─── STORED ROWS ───

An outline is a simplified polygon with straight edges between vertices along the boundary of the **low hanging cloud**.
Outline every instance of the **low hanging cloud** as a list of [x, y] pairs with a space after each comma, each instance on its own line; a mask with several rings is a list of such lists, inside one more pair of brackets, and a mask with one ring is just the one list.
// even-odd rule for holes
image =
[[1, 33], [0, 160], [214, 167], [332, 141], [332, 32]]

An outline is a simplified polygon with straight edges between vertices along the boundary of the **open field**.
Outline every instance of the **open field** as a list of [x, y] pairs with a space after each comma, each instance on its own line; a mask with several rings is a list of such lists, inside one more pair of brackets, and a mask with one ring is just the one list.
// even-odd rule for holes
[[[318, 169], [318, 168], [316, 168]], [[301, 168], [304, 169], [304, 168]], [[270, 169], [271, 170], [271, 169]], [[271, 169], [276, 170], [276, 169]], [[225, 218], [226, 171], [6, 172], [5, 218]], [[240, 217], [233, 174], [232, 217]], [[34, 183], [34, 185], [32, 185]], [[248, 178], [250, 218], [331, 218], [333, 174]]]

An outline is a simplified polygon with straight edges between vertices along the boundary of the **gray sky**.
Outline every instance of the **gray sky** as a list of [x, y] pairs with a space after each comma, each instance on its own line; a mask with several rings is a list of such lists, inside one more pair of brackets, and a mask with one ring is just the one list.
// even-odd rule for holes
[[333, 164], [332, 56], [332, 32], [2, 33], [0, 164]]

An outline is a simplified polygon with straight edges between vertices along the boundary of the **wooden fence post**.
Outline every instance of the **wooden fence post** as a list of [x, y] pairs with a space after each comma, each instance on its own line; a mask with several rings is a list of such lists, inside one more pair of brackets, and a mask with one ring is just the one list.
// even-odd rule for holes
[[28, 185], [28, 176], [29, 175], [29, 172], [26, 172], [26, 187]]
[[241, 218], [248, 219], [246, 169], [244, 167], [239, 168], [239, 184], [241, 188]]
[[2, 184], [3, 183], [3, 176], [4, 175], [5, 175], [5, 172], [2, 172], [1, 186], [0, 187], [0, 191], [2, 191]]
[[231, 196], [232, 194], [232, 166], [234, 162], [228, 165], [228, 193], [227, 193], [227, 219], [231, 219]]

───

Can you turn all of the data above into a Markdown table with a "Row" column for the row number and a "Text" column for each line, dropping the blank lines?

- _SOLVED EXERCISE_
| Row | Text |
|---|---|
| 1 | An outline is a simplified polygon with straight edges between vertices along the boundary of the **low hanging cloud**. |
| 2 | Outline every instance of the **low hanging cloud** as a list of [x, y] pairs with a space after each comma, each instance on its own line; a mask with several rings is a list of such lists, inside one more pair of brackets, and a mask with one ring is just the one list. |
| 3 | // even-odd rule for holes |
| 4 | image = |
| 5 | [[1, 33], [0, 160], [214, 167], [332, 141], [332, 32]] |
| 6 | An outline is a simplified polygon with straight edges between vertices along the boundary of the **open field**. |
| 7 | Outline every instance of the **open field** as a list of [x, y] pairs with a space after each comma, each instance on its own line; a mask with several rings is a list of such lists, inside one more pair of brackets, and a mask with one ring is just the one list. |
| 8 | // even-odd rule for holes |
| 9 | [[[318, 169], [318, 168], [316, 168]], [[301, 168], [304, 169], [304, 168]], [[270, 169], [271, 170], [271, 169]], [[271, 169], [276, 170], [276, 169]], [[225, 218], [226, 171], [6, 172], [5, 218]], [[240, 217], [233, 174], [232, 217]], [[34, 183], [34, 185], [32, 185]], [[248, 178], [250, 218], [331, 218], [333, 174]]] |
| 10 | An outline is a simplified polygon with straight edges between vertices along the boundary of the **gray sky**. |
| 11 | Outline every instance of the **gray sky** as a list of [x, y] pairs with a space after each comma, each instance on its own line; a mask with several rings is a list of such lists, inside one more pair of brackets, and a mask with one ring is just the one list. |
| 12 | // even-odd rule for holes |
| 13 | [[333, 164], [332, 56], [332, 32], [2, 33], [0, 164]] |
| 14 | An outline is a simplified polygon with straight edges between vertices along the boundary of the **wooden fence post**. |
| 15 | Outline every instance of the **wooden fence post** as a list of [x, y] pairs with a space after each comma, each instance on its own line; a mask with several rings is a list of such lists, inside one more pair of brackets, and a mask with one ring is just the one list. |
| 16 | // even-odd rule for holes |
| 17 | [[28, 185], [28, 176], [29, 175], [29, 172], [26, 172], [26, 187]] |
| 18 | [[241, 218], [248, 219], [246, 169], [244, 167], [239, 168], [239, 184], [241, 188]] |
| 19 | [[2, 184], [3, 183], [3, 176], [4, 175], [5, 175], [5, 172], [2, 172], [1, 186], [0, 187], [0, 191], [2, 191]] |
| 20 | [[231, 196], [232, 194], [232, 166], [234, 162], [228, 165], [228, 193], [227, 193], [227, 219], [231, 219]] |